Il tuo obiettivo
Estrai tutte le righe delle voci qui sotto e riportale identiche, una dopo l'altra. Lascia fuori le immagini.

(Voci di dati)
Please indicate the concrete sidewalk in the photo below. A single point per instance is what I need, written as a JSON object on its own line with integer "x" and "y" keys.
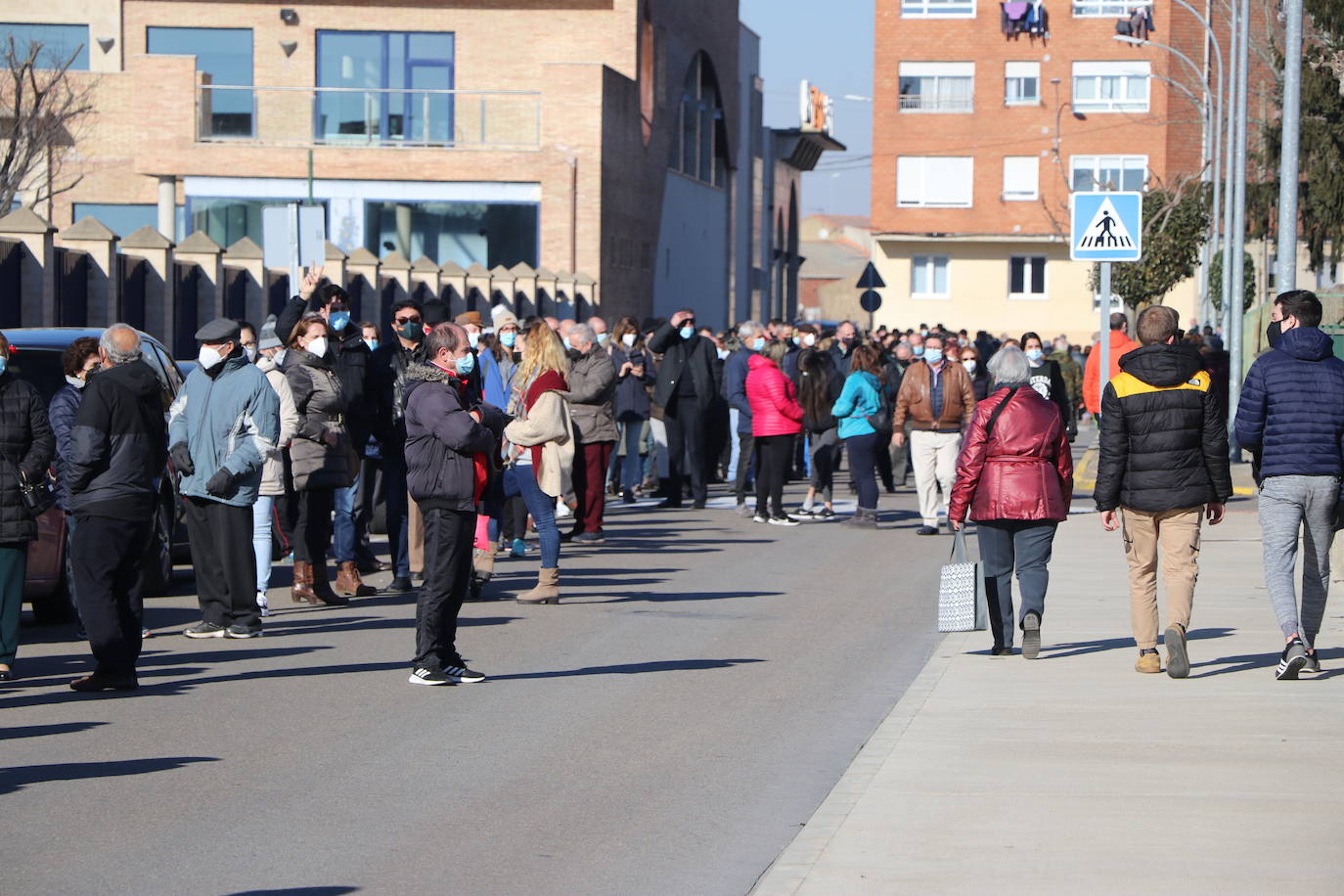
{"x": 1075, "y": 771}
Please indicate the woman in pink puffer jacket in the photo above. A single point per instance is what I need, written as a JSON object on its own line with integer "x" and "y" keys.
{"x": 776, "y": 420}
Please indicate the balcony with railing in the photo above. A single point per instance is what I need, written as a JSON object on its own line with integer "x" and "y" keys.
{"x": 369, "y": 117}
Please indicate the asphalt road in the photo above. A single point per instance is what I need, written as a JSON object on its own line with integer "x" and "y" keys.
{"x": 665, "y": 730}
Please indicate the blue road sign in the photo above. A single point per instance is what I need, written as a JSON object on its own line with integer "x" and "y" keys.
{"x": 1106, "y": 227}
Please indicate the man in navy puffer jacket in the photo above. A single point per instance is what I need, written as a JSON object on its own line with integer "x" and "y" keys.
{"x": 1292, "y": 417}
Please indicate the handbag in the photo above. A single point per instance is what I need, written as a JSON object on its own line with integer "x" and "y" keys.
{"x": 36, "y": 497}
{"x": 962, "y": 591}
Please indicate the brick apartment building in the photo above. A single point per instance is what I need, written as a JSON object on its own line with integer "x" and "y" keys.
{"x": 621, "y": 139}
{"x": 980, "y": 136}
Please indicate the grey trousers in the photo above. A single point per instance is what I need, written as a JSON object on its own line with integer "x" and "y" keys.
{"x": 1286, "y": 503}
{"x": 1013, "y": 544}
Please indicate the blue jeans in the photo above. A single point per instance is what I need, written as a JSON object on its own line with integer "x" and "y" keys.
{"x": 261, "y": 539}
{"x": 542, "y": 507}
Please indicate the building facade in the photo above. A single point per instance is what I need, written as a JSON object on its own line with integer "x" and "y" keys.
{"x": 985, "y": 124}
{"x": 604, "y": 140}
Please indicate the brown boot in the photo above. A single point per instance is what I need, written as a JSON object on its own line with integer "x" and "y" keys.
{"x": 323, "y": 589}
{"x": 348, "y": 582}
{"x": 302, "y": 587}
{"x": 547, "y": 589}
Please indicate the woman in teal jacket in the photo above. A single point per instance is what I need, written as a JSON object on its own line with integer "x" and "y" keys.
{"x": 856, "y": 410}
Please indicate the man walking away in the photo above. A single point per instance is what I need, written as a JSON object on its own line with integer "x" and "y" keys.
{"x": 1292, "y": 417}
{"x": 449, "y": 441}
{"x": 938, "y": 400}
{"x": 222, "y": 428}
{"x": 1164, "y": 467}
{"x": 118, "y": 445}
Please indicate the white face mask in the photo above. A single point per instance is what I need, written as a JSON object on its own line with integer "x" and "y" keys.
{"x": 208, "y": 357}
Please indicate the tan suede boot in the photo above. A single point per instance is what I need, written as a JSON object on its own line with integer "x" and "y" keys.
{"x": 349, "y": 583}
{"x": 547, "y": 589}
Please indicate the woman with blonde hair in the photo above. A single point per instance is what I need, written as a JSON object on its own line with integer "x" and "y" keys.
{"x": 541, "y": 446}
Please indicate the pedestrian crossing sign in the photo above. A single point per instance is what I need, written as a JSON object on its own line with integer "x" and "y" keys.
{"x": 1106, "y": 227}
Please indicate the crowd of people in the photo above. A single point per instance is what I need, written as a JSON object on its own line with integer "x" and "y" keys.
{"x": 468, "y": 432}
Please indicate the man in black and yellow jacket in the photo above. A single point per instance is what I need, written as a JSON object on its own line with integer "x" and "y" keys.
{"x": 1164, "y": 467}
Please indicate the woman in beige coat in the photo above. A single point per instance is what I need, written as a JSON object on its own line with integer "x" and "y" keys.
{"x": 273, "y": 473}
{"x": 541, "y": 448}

Risposta al compito
Please indicate the concrete sidewalk in the photo below. A single point per instance is what I need, written as a JSON object on its own line with integer "x" and "y" keys.
{"x": 1075, "y": 771}
Please indicate the woman in pink puffer jacket in the photo above. A single point per instance is what I need, written as a JSON object on its own line with integer "x" and "y" keys.
{"x": 776, "y": 420}
Please indicate the balcony with railing in the photo above. A single point per instance is what I need, written as a JSON object on its own line with integer "x" and "y" keys.
{"x": 369, "y": 117}
Please indicate the asphalt road in the photo above. A single point per instance is what I need, written as a JSON object on its own line with integer "x" and "y" keys.
{"x": 665, "y": 730}
Please indicate the blue road sign in the photo above. A single point per instance is what I need, written as a JSON object on its own line with integer "x" and "y" keys.
{"x": 1106, "y": 227}
Please indicate the man in navy puffer jacket in the photo above. A single point per instance is what I need, written as a JSON object on its own line with integer "x" and "y" keys.
{"x": 1292, "y": 417}
Please indicate the handbag in the photo above. A single point per instance is what I need, written as a JSON object on its own line with integer "x" and "y" keys.
{"x": 36, "y": 497}
{"x": 962, "y": 591}
Please indicate the brick apartment building in the photo above. A single point per instance is what I need, written as a JSON object on its own line with integer "x" and "y" keys.
{"x": 621, "y": 139}
{"x": 980, "y": 136}
Please indicate the grey trousers in the photo above. A single point per instance is what I need, written as a JSON object on its own line with integer "x" and "y" keys.
{"x": 1286, "y": 503}
{"x": 1013, "y": 544}
Please indicate the blue jeans in the photo above. A single point per instance is what I need, written as a JSON object on its own line with integer "x" and "y" keys.
{"x": 261, "y": 539}
{"x": 542, "y": 507}
Please indicate the building facade in the photo above. A single point per instance is what I need, written as a JSON object on its own line with integer "x" and "y" keys.
{"x": 985, "y": 124}
{"x": 604, "y": 140}
Please indicate the brown boot in the photo above. A single point per instance is what I need, written as a JSON object on its own line with integer "x" and "y" keys.
{"x": 323, "y": 589}
{"x": 348, "y": 582}
{"x": 302, "y": 587}
{"x": 547, "y": 589}
Please indicate the woman in teal jacket in the photo above. A single point per instance is what I need, written as a JSON object on its own line with integer "x" and "y" keys.
{"x": 856, "y": 410}
Please indicate the man walking away in the photo above. A single point per instance is what I need, written as a JSON object on its own line with integer "x" and "y" keys.
{"x": 1292, "y": 417}
{"x": 449, "y": 441}
{"x": 938, "y": 400}
{"x": 222, "y": 428}
{"x": 1164, "y": 467}
{"x": 118, "y": 445}
Please indicate the white face mask in the photo above. A single point per instance is what I need, written as a JSON object on its own line with integer "x" and "y" keys.
{"x": 208, "y": 357}
Please indicate the tan suede boot in the photo above. A single point per instance is what I need, written as a JSON object on its own line with integer "x" and "y" keys.
{"x": 349, "y": 583}
{"x": 547, "y": 589}
Please indicate the woman with blonde hair in the photo above. A single point per instance is what I need, written as a JSON object on its own line with integer "x" and "y" keys.
{"x": 541, "y": 446}
Please indicate the pedestrian crossing sign in the photo above. A single point per instance is what I need, written as a JSON object on its own line with integer "x" and "y" keys.
{"x": 1106, "y": 227}
Please indicate the crowd of people in the photo above. A single point per instance is what I need, written as a JSON object on its own line with integer "x" and "y" keys.
{"x": 468, "y": 432}
Please indicate the man in black and yellow jacket in the photo above. A single point per instance is what I need, written as a JSON object on its own line with integer "x" and "y" keys.
{"x": 1164, "y": 467}
Please indicate the woman in beige coat in the photo above. A single point per instance is what I need, written as a JSON object on its own line with integer "x" and "y" keys.
{"x": 273, "y": 473}
{"x": 541, "y": 448}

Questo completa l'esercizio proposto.